Recorded data |

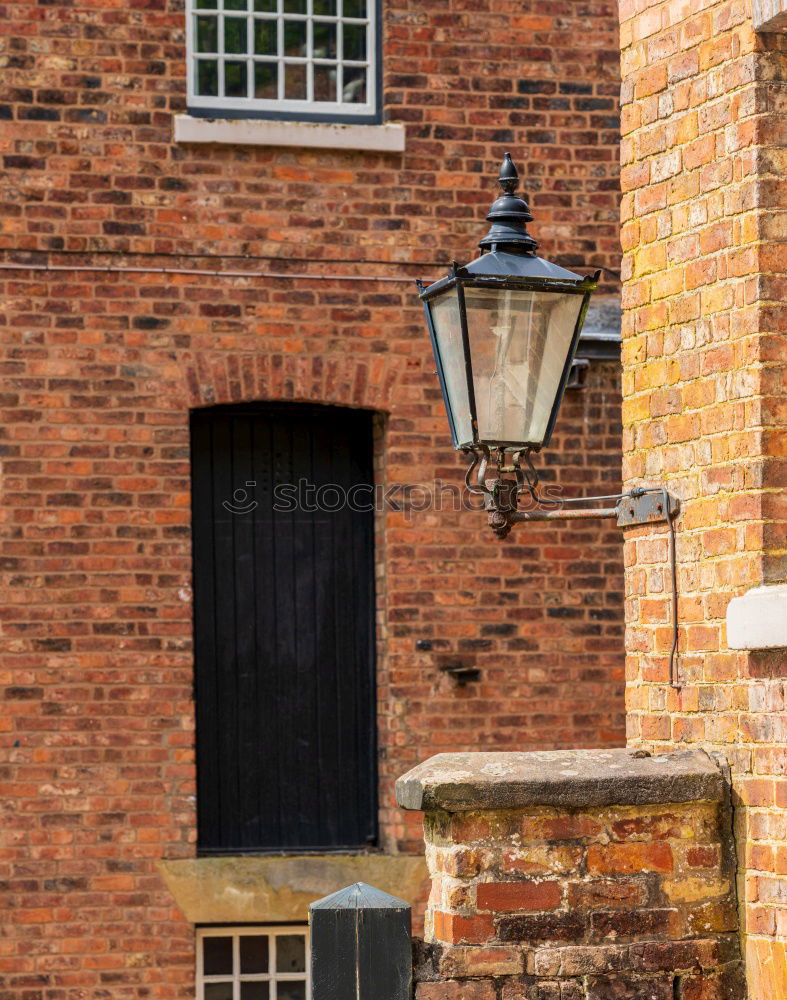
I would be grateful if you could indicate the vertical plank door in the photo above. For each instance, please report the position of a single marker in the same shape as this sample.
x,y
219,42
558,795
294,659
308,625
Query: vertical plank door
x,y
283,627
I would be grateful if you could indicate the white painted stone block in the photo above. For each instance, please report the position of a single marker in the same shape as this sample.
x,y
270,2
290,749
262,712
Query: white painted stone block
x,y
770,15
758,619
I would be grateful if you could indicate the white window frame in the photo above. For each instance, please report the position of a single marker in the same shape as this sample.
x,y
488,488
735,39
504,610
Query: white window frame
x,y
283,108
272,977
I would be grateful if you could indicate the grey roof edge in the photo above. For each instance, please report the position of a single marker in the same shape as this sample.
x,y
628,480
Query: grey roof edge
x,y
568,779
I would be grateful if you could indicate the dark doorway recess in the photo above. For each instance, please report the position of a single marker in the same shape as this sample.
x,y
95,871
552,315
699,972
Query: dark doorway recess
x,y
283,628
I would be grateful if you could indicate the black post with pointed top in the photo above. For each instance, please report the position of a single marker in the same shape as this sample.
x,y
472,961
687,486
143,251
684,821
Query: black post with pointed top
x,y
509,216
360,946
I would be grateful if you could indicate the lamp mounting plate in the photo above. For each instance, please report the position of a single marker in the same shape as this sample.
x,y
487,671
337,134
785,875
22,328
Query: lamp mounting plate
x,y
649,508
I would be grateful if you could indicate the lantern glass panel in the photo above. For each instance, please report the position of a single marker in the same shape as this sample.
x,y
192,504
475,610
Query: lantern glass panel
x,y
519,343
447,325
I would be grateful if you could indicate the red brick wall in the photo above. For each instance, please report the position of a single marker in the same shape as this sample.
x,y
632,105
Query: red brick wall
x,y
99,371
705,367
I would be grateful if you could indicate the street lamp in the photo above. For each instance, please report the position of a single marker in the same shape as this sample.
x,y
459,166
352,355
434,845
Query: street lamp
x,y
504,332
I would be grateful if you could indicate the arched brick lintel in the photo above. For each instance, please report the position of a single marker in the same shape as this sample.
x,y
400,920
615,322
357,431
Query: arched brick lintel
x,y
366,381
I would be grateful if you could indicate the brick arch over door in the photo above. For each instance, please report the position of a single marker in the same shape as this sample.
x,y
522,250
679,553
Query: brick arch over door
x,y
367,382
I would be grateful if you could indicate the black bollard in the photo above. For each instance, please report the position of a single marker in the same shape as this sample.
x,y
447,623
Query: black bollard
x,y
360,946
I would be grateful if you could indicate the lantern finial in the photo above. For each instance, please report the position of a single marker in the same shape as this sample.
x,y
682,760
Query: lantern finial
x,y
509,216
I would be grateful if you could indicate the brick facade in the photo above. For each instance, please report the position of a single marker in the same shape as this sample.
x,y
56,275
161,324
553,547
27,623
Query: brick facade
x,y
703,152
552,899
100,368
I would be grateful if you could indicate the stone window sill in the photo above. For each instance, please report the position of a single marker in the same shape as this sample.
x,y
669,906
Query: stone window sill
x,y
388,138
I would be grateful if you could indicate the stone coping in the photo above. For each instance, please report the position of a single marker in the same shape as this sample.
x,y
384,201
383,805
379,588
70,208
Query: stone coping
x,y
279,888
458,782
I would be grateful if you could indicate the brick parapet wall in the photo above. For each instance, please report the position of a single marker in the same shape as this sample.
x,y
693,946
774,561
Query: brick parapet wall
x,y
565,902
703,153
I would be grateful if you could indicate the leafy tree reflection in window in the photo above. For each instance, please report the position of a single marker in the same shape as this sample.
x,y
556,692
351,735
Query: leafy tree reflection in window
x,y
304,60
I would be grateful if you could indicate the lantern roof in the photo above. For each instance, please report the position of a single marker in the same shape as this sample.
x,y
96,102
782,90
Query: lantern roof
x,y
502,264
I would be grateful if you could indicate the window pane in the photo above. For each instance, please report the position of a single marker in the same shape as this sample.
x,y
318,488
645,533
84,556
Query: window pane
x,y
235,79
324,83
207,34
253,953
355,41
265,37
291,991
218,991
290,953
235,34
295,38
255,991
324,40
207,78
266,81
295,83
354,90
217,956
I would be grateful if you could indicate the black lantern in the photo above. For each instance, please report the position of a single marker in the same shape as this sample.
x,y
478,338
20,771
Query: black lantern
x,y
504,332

Aim | Make an exact copy of every line from the one with "I would be grateful if you could indicate the brick parapet" to the end of the data, with the first and last of those lines included.

The response |
I would be grateful if you could indicate the brick parapet wall in the photo above. For each instance, please report the position of a single marker in the same shape as this sample.
x,y
693,946
774,561
Query: brick parapet wall
x,y
565,902
703,153
I would be grateful if you could indicate the leafy tree reflection in window in the photo above. For each instance, please report the position of a single marker in the same shape as this sample.
x,y
556,692
351,735
Query: leafy tree reflection in window
x,y
304,60
I would be grateful if you could indicate the lantern roof in the photo above. For each instance, please report the position of a single marker in the same shape as this sample.
x,y
96,102
782,90
Query: lantern roof
x,y
502,264
I would be grateful if you could indicate the window pane in the photo above. For each instance, please report the position of a single marker in the same shape as this sample.
x,y
318,488
645,533
84,556
Query: window pane
x,y
235,79
324,83
207,34
253,953
355,41
265,37
291,991
218,991
290,953
235,34
295,38
255,991
324,40
207,78
266,81
295,83
354,90
217,956
I would be grateful if you could indicate the black lantern in the photo above. For each instance, please report the position of a single marker in the same shape as this sample.
x,y
478,338
20,771
Query: black lantern
x,y
504,332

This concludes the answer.